══ Exercise material ══
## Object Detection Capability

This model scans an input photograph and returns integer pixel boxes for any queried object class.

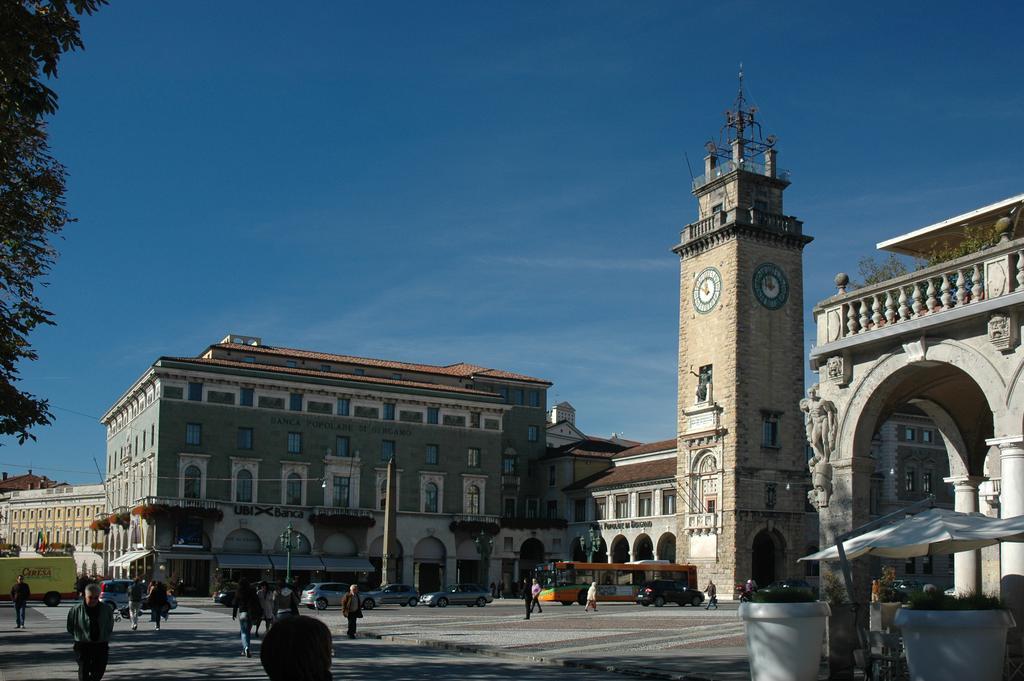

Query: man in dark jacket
[67,583,114,681]
[11,575,30,628]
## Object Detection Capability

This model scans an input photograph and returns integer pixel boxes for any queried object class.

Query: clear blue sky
[3,1,1022,483]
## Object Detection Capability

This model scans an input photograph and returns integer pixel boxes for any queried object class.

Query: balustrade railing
[685,512,720,534]
[815,239,1024,347]
[681,207,802,244]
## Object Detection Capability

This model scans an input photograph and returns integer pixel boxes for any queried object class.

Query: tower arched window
[697,454,718,513]
[236,469,253,503]
[183,465,202,499]
[424,483,438,513]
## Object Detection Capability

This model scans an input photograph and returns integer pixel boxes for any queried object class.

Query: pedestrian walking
[341,584,362,639]
[273,580,299,621]
[489,582,496,598]
[147,581,168,630]
[66,583,113,681]
[10,575,30,629]
[260,615,333,681]
[254,581,275,638]
[232,577,260,658]
[76,574,91,599]
[704,580,718,609]
[128,577,145,630]
[522,579,533,620]
[584,581,598,612]
[530,579,543,614]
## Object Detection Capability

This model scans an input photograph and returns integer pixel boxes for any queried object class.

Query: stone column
[992,436,1024,625]
[943,475,984,595]
[819,457,876,604]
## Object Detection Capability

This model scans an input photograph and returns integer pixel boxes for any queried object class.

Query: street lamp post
[279,522,296,584]
[579,524,602,563]
[473,530,494,587]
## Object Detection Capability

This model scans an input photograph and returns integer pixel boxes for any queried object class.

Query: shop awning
[215,553,273,569]
[159,550,214,561]
[320,557,374,572]
[269,555,325,571]
[109,550,152,568]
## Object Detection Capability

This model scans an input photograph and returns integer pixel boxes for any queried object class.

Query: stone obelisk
[381,453,398,584]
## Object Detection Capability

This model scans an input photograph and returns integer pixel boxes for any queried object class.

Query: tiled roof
[564,458,677,491]
[612,438,677,459]
[208,343,551,385]
[0,472,61,492]
[542,439,629,460]
[160,357,503,398]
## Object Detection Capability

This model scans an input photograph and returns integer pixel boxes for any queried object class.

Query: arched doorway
[752,530,783,587]
[593,537,608,563]
[413,536,447,593]
[368,536,404,587]
[610,535,629,563]
[519,538,544,582]
[657,533,676,563]
[633,534,654,561]
[571,537,586,562]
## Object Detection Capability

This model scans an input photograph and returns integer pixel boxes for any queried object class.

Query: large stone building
[101,334,557,595]
[671,86,810,587]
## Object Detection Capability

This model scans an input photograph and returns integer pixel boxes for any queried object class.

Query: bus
[534,560,698,605]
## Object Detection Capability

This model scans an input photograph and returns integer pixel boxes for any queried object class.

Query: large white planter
[894,608,1016,681]
[738,601,831,681]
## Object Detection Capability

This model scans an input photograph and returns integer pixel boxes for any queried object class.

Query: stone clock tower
[672,79,812,589]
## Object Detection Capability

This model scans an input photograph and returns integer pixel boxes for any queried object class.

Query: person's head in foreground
[260,615,333,681]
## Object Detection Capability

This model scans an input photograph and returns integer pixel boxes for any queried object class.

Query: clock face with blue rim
[692,267,722,314]
[752,262,789,309]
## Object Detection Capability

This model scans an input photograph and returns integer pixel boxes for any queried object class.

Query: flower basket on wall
[90,541,105,551]
[132,503,223,522]
[90,518,111,533]
[107,512,130,529]
[309,513,376,528]
[449,521,500,535]
[499,517,568,530]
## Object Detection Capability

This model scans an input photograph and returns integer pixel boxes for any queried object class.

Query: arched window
[697,454,718,513]
[183,465,202,499]
[236,469,253,503]
[286,473,302,506]
[466,485,480,515]
[424,483,438,513]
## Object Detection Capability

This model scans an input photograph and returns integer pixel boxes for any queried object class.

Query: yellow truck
[0,556,77,606]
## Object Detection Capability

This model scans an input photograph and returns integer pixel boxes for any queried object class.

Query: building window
[662,492,676,515]
[574,499,587,522]
[762,413,780,448]
[615,495,629,519]
[466,485,481,514]
[765,483,777,509]
[425,444,439,465]
[381,440,396,462]
[334,436,350,458]
[289,393,303,411]
[923,471,932,494]
[546,500,558,518]
[905,557,916,574]
[526,498,539,518]
[187,382,203,401]
[185,423,202,446]
[287,432,302,454]
[905,469,916,493]
[333,476,350,507]
[638,494,652,517]
[237,427,253,450]
[337,398,350,416]
[378,479,387,510]
[424,483,438,513]
[511,389,523,405]
[905,427,916,441]
[285,473,302,505]
[467,448,480,468]
[706,498,716,513]
[470,412,480,428]
[923,555,933,574]
[548,465,556,487]
[595,498,606,520]
[427,407,439,425]
[529,391,540,408]
[236,469,253,503]
[922,430,933,444]
[183,465,202,499]
[528,425,539,442]
[383,403,396,421]
[504,498,516,517]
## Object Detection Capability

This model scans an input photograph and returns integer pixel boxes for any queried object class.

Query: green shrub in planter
[906,591,1004,611]
[752,588,816,604]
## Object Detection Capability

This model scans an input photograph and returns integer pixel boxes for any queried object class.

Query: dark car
[212,588,235,607]
[636,580,704,607]
[891,579,926,603]
[758,579,813,596]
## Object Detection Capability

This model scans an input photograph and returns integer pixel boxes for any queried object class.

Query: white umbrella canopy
[800,507,1024,562]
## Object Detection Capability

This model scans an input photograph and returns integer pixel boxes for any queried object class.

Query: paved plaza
[0,598,757,681]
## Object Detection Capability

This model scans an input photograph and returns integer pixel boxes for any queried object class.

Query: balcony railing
[813,237,1024,356]
[500,474,521,487]
[680,207,803,245]
[451,513,501,524]
[684,512,720,535]
[691,159,791,191]
[140,496,220,511]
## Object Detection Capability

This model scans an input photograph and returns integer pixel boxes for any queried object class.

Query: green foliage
[907,591,1004,611]
[0,1,106,444]
[877,566,901,603]
[820,571,847,607]
[856,253,912,287]
[925,223,1003,267]
[752,587,816,603]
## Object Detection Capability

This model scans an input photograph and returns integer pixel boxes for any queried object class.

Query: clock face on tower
[752,262,789,309]
[692,267,722,314]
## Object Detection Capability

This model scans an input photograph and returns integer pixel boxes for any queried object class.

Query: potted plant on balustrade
[739,586,830,681]
[894,590,1014,681]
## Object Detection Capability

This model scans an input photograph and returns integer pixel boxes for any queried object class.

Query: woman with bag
[146,581,167,630]
[341,584,362,639]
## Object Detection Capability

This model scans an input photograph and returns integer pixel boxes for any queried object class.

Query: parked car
[419,584,493,608]
[98,579,134,610]
[636,580,704,607]
[891,580,926,602]
[212,587,235,607]
[300,582,351,610]
[757,579,813,596]
[359,584,418,609]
═══
● Prompt
Set down the material word for word, and drop every picture from it.

● Output below
## Object Detection Capability

This model scans an input photograph and returns integer pixel boxes for any queried object class.


Query: man in dark jacket
[67,583,114,681]
[11,575,30,628]
## Object Detection Capability

This model scans an input photograph and returns integer pixel boxes for any queried object class.

Query: clear blue sky
[3,1,1022,483]
## Object Detection Capability

This model scans an input photograph and returns integer pixel boxes for any queried object class.

Query: balustrade railing
[685,512,720,534]
[815,239,1024,347]
[681,207,802,244]
## Object Detection Capability

This model scans an input photograph and returns integer pixel boxes for any queried object class.

Query: tower arched window
[697,454,718,513]
[236,469,253,503]
[183,465,202,499]
[424,483,438,513]
## Object Detection Capability

This model scans an input photograph and returns integer pixel boxes for any queried object class.

Query: pedestrian walking
[341,584,362,639]
[273,580,299,621]
[489,582,496,598]
[147,581,168,630]
[66,583,113,681]
[10,575,30,629]
[260,615,333,681]
[254,581,275,638]
[232,577,260,658]
[76,574,91,599]
[704,580,718,609]
[128,577,145,630]
[522,579,533,620]
[584,581,598,612]
[530,579,543,614]
## Object Detection Capability

This model scans an input photograph and returns integer pixel boxes for any queried object class.

Query: stone column
[992,436,1024,625]
[943,475,984,595]
[819,457,876,604]
## Object Detection Capability

This model scans an input photograph and returns integer pixel boxes for any queried object class.

Query: street lamp post
[279,522,296,584]
[579,524,602,563]
[473,530,494,587]
## Object Detection Capability

This model scans an input photograph and returns integer pixel boxes for any queried object class.

Query: shop awning
[215,553,273,569]
[159,550,214,561]
[320,557,374,572]
[269,555,325,571]
[109,550,152,568]
## Object Detection Capability

This model scans an input photograph and returns integer pixel boxes for any queried object class.

Query: stone obelisk
[381,453,398,584]
## Object Detection Capability

This model scans an input photograph and returns integer pixel boxes for any queried object class.

Query: tiled roof
[564,458,677,491]
[612,438,677,459]
[208,343,551,385]
[0,472,61,492]
[542,439,629,460]
[160,357,503,398]
## Object Detection Capability

This model scans an input photograph and returns integer pixel boxes for any queried object class.

Query: arched doorway
[752,530,783,587]
[593,537,608,563]
[413,536,447,593]
[368,536,404,587]
[610,535,629,563]
[519,538,544,582]
[657,533,676,563]
[633,534,654,561]
[571,537,586,562]
## Object Detection Capability

This model scans an input photograph and returns integer pixel boxes for any queried object class.

Query: large stone building
[101,334,557,595]
[671,86,810,587]
## Object Detection Capability

This model scans an input photograph and returns integer pixel boxes for any queried object class.

Query: bus
[534,560,698,605]
## Object Detection Capability

This model scans an input photograph and returns integer pixel boxes for any queried object class.

Query: large white planter
[894,608,1016,681]
[738,601,831,681]
## Object Detection Capability

This model scans an input photograph and returns integer pixel boxes for any queried object class.

Query: stone clock tower
[672,79,812,589]
## Object Detection Capability

This model scans an input photograph and returns integer pixel boxes for any queried object class.

Query: person's head in foreground
[260,615,333,681]
## Object Detection Capability

This model scans an input photograph and returns integer pixel boxes for any queried object class.

Query: clock face with blue rim
[692,267,722,314]
[752,262,789,309]
## Object Detection Capability

This model scans an input photograph and returns integer pixel boxes for any queried object class.

Query: flower basket on wall
[90,541,105,551]
[132,503,223,522]
[90,518,111,533]
[107,512,130,529]
[309,513,376,528]
[449,521,500,535]
[499,517,568,530]
## Object Detection Capability

This model scans an input photograph and returns integer pixel boxes for any queried object class.

Query: arched window
[697,454,718,513]
[183,465,202,499]
[236,469,253,503]
[286,473,302,506]
[466,485,480,515]
[424,483,438,513]
## Object Detection Capability

This model scans an input photograph and returns integer pixel boxes for any queried object class.

Query: yellow truck
[0,556,77,606]
## Object Detection Capability

This model scans an input photograph and returns integer pixel boxes for any queried object class.

Query: building window
[662,492,676,515]
[574,499,587,522]
[762,413,780,448]
[615,495,629,519]
[466,485,481,514]
[765,483,777,509]
[425,444,439,465]
[381,440,396,462]
[334,436,350,458]
[289,393,303,411]
[923,471,932,494]
[546,500,558,518]
[905,557,916,574]
[526,498,539,518]
[187,382,203,401]
[185,423,202,446]
[287,432,302,454]
[905,469,916,493]
[333,476,350,507]
[638,494,652,517]
[237,427,253,450]
[337,398,350,416]
[378,479,387,510]
[424,483,438,513]
[511,389,523,405]
[905,427,916,441]
[285,473,302,505]
[467,448,480,468]
[706,498,716,513]
[470,412,480,428]
[923,555,933,574]
[548,465,556,487]
[595,498,606,520]
[427,407,439,425]
[529,391,540,408]
[236,469,253,503]
[922,430,933,444]
[183,465,202,499]
[528,425,539,442]
[383,403,396,421]
[504,498,516,517]
## Object Detection Capability

This model scans an input photograph and returns integer pixel boxes for any queried object class.

Query: green shrub in planter
[906,591,1004,611]
[752,588,816,604]
## Object Detection Capability

This model scans an input photograph and returns integer pixel boxes for any queried object class.

Query: dark car
[212,588,235,607]
[636,580,704,607]
[891,579,926,603]
[758,579,813,596]
## Object Detection Capability

This model scans an input photograph and returns integer pixel boxes for any queried object class.

Query: white umbrella canopy
[800,507,1024,562]
## Object Detection Capability

This model scans an input photograph and returns integer pixel boxes for any queried object class.

Query: paved plaza
[0,598,757,681]
## Object Detection Capability

This model scans an input photograph and returns integer pixel boxes for any queried object class.

Query: balcony railing
[813,237,1024,356]
[500,474,521,487]
[680,207,803,245]
[451,513,501,524]
[684,512,720,535]
[691,159,791,191]
[140,496,220,511]
## Object Detection Capability

This model scans an input photograph and returns integer pixel boxes for any queried object class.

Query: green foliage
[907,591,1004,611]
[0,1,106,444]
[877,566,901,603]
[820,571,847,607]
[856,253,912,287]
[925,223,1003,267]
[752,587,816,603]
## Object Detection Capability

This model scans an input photograph and returns integer pixel boxes for any queried object class.

Query: clock face on tower
[752,262,789,309]
[692,267,722,314]
## Object Detection Capability

This model scans an input photograph and returns integer pixel boxes for any queried object class.

Query: potted plant on balustrade
[739,586,830,681]
[894,590,1014,681]
## Object Detection Capability

This model scans an input photograph and returns integer pixel boxes for any queried object class.

Query: woman with bag
[146,581,167,630]
[341,584,362,639]
## Object Detection Capability

This model scans an input photograph and returns integer pixel boxes for any queried object class.

Query: parked car
[419,584,493,608]
[98,579,134,610]
[636,580,704,607]
[891,580,926,602]
[212,587,235,607]
[300,582,351,610]
[757,579,813,596]
[359,584,418,609]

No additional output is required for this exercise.